§ Objective
Copy the data below line for line, leaving every character unchanged.

§ Records
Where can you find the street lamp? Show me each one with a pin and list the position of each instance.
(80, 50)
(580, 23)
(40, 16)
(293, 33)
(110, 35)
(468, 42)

§ Final result
Where can you find the street lamp? Show me each one with a pin and list the position of each instance.
(80, 50)
(580, 23)
(40, 16)
(293, 33)
(110, 35)
(468, 42)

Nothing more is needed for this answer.